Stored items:
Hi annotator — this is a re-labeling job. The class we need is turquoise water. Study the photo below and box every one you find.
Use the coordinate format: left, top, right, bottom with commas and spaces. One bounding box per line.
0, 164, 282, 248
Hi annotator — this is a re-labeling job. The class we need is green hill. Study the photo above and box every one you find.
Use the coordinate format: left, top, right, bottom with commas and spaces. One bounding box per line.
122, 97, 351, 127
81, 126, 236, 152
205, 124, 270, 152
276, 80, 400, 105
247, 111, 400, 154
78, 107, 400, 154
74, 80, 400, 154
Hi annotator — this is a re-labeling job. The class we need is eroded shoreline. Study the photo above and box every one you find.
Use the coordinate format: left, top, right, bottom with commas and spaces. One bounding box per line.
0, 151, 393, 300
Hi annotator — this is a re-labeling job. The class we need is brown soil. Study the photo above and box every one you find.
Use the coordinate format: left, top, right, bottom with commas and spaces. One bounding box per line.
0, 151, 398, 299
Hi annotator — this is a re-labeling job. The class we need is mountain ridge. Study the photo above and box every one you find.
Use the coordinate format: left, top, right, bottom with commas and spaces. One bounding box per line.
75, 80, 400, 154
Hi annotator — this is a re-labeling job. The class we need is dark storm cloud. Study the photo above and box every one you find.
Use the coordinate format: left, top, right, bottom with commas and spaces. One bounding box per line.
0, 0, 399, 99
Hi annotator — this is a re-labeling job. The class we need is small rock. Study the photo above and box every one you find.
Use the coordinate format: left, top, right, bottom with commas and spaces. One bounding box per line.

▶ **Problem description**:
Print each line of the data exactly. Keep all of it.

▶ **Result for this task**:
Hi annotator — this is a re-labeling job. The class we need is turquoise water. Study the photo below and box every one you find.
Use the coordinate format: left, top, right, bottom with commas and spaces. One bounding box per line.
0, 164, 282, 248
Hi annotator — this is a re-labeling job. The class we need is green hill. Study the photo above and box every one you find.
Use the coordinate format: left, top, right, bottom with commas and spaces. One bounding box per line.
122, 97, 351, 127
81, 126, 236, 152
205, 124, 270, 152
276, 80, 400, 105
247, 111, 400, 154
78, 107, 400, 154
74, 80, 400, 154
Hi annotator — this is a re-labeling job. The class we need is eroded shoreline. Study the photo above and box every one you find.
Use the coordinate format: left, top, right, bottom with commas and spaces. One bounding box per line.
0, 151, 393, 300
Hi annotator — this is a re-labeling job. The class we need is brown soil. Study the photo above and box every one you find.
Use the coordinate format: left, top, right, bottom with commas and spaces. One bounding box per line.
0, 151, 398, 299
Hi annotator — this is a re-labeling job. The class we need is mountain ridge. Study the photo above and box every one you find.
Use the coordinate format: left, top, right, bottom with commas and spaces. One bounding box per line.
75, 80, 400, 154
Hi annotator — this is a re-labeling job. The class we need is dark storm cloud. Study the photo above and box every one you find.
Use the coordinate format: left, top, right, bottom with commas and spaces. One bounding box per line.
0, 0, 399, 99
Hi annotator — this is a re-labeling job. The class we need is small rock. Study the photo above and box every one you find.
Use the coordinate format: left, top, right, bottom with commas and spaces. One bounding box per line.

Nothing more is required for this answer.